**ABOUT THIS EXERCISE**
Across all the entries, how many lines hold "mountain"? Answer with that number and nothing else.
Start of INFORMATION SHOWN
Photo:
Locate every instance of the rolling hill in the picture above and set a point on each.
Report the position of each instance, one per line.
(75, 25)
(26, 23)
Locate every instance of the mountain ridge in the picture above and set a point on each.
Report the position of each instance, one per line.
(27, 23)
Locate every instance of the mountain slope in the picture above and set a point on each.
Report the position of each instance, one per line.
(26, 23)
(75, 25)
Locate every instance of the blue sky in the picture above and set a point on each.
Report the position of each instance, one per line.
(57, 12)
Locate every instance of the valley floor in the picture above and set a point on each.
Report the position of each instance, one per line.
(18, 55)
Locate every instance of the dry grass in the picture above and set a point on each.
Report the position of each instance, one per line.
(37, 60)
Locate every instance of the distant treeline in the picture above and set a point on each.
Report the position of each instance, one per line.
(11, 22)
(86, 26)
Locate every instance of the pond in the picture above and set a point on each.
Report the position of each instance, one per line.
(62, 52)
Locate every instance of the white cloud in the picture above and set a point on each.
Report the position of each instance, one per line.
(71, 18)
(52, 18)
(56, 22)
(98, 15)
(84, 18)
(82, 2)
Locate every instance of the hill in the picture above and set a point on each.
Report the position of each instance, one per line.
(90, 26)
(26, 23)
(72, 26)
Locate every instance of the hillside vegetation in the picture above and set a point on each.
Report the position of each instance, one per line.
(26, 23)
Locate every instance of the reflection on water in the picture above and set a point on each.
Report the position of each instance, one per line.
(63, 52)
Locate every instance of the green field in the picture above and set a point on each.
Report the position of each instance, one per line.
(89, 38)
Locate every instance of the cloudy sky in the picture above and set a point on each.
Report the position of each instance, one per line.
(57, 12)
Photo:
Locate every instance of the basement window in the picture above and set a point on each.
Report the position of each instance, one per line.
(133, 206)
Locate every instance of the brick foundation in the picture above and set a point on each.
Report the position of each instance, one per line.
End of INFORMATION SHOWN
**EXPECTED ANSWER**
2